ACTIVITY A: According to the passage on God as Life, what forms can Death take, as listed with the reference to Jeremiah?
ACTIVITY B: Please reproduce the passage on God as Life between "The same principle" and "a few (Jer.14:12).", inclusive.

EXERCISE PASSAGE:
-- Opening Marker --

The Bible says that God is Life (1Jn.5:20). This means that God is the opposite of Death. Death and Life are contradictory to each other. And, Life triumphs over Death. Thus, anything opposed to God is Death. When man in Noah’s days rebelled against God and did whatever he liked, walking according to his evil imagination (Gen.6:5), he embraced the finality of Death. Only Noah found favor in God’s eyes (6:8). This doesn’t mean that God didn’t give a chance to the others. The Bible says that God waited patiently for them, but none except the 8 people who got into the Ark, could receive the favor of God (1Pet.3:19). The Spirit did strive with the people, but they rejected God, they rejected Love, they rejected Life, because of their own hatred and sinful violence (Gen. 6:3; 1Pet.3:19,20). Noah accepted the grace of God and became the heir of righteousness by faith (Heb.11:7). To reject Life and embrace Death is foolishness, we say; but, that is what humanity does again and again. We have no rights to Life when we have rejected Life. It’s a contradiction.
What about the Canaanites then? Why did God order to kill them all?
The same principle applies even there. However, this time God uses man to judge man, a nation to judge another nation, instead of using a flood; for He had made a Covenant:
“I establish my covenant with you: Never again will all life be cut off by the waters of a flood; never again will there be a flood to destroy the earth” (Gen.9:11).
“Whoever sheds the blood of man, by man shall his blood be shed; for in the image of God has God made man” (Gen.9:6).
Not even Israel was exempt of this universal Covenant. When we read the books of Kings, Chronicles, and the Prophets we know that when they sinned by rejecting God, God raised another nation to execute judgment over them. Judgment is nothing but giving someone his/her rightful place – in this case, when someone rejects Life, he/she embraces Death and Death comes in various forms: sword, pestilence, and famine to name a few (Jer.14:12).
With regard to the Canaanites and the nations that God commanded Israel to destroy, God makes these statements with a warning for Israel:
“Even the land was defiled; so I punished it for its sin, and the land vomited out its inhabitants” (Lev.18:25)
“And if you defile the land, it will vomit you out as it vomited out the nations that were before you” (Lev.18:28)

-- Closing Marker --

GIVEN RECORDS:

-- Opening Marker --

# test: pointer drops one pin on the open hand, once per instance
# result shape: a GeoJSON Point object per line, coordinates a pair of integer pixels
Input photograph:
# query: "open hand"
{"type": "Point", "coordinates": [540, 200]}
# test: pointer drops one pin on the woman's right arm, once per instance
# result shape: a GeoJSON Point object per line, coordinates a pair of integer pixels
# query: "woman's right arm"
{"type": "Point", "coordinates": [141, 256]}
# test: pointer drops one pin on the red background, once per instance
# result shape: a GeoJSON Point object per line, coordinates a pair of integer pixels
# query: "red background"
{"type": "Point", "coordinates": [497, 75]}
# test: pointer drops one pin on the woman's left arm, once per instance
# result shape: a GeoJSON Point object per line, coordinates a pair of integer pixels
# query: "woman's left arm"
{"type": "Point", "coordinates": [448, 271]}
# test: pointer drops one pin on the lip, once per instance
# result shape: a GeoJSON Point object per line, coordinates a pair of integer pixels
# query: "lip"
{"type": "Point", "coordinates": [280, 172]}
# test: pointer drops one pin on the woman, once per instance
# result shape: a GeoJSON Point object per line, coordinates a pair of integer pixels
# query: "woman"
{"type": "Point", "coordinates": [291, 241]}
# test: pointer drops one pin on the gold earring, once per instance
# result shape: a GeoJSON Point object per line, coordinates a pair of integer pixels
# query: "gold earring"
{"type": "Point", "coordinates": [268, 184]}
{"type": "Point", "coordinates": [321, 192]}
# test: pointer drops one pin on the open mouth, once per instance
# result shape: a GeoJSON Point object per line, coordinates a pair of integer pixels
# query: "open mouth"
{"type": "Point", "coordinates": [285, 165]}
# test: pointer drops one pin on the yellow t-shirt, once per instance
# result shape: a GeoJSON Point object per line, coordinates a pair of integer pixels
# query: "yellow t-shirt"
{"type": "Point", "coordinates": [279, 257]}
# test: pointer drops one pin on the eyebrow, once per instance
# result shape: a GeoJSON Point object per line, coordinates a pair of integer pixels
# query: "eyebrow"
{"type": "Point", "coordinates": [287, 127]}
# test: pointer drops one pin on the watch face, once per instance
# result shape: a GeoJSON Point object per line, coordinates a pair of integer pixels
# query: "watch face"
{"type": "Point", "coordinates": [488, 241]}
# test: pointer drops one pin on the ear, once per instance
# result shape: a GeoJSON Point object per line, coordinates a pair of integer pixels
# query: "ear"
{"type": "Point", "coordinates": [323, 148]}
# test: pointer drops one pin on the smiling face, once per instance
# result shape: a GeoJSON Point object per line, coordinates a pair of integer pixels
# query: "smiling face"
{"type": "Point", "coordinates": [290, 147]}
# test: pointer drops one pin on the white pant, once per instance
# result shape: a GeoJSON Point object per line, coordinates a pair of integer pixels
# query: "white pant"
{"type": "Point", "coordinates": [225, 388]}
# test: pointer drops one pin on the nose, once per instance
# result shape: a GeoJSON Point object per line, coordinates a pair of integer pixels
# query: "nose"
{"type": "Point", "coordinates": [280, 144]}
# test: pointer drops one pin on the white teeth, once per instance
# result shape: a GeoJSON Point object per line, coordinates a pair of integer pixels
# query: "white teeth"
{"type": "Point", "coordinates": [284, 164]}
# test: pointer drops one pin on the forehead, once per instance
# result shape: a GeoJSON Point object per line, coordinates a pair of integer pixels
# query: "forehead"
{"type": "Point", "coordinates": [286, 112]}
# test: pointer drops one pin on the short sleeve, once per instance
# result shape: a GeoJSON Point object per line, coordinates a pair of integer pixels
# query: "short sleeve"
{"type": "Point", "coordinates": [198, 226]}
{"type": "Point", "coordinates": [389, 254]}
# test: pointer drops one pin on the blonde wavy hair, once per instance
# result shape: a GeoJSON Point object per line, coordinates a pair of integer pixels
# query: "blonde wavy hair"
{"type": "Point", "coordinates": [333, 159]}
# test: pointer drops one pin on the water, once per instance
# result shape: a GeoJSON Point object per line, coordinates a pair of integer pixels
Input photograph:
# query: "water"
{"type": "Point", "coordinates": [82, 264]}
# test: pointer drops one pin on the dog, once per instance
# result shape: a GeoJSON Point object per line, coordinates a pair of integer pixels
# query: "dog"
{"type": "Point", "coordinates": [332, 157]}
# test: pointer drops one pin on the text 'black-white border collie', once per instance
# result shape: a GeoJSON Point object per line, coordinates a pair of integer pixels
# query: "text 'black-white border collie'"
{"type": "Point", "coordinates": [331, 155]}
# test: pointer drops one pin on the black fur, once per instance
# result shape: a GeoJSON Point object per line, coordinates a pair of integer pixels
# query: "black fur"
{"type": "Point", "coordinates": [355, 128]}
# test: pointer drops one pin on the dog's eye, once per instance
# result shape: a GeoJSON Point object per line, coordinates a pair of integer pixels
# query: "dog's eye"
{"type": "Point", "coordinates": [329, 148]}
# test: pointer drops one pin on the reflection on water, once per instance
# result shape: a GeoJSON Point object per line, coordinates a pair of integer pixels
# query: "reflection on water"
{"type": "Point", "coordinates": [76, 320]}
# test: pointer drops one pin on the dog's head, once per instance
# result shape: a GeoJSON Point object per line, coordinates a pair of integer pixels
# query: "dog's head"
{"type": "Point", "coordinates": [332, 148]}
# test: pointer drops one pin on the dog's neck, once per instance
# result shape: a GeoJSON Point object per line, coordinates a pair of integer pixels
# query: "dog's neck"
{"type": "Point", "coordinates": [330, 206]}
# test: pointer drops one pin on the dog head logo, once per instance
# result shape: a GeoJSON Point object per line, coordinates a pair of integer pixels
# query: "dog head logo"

-- Closing Marker --

ANSWER SPACE A: Sword, pestilence, and famine.

ANSWER SPACE B:
The same principle applies even there. However, this time God uses man to judge man, a nation to judge another nation, instead of using a flood; for He had made a Covenant:
“I establish my covenant with you: Never again will all life be cut off by the waters of a flood; never again will there be a flood to destroy the earth” (Gen.9:11).
“Whoever sheds the blood of man, by man shall his blood be shed; for in the image of God has God made man” (Gen.9:6).
Not even Israel was exempt of this universal Covenant. When we read the books of Kings, Chronicles, and the Prophets we know that when they sinned by rejecting God, God raised another nation to execute judgment over them. Judgment is nothing but giving someone his/her rightful place – in this case, when someone rejects Life, he/she embraces Death and Death comes in various forms: sword, pestilence, and famine to name a few (Jer.14:12).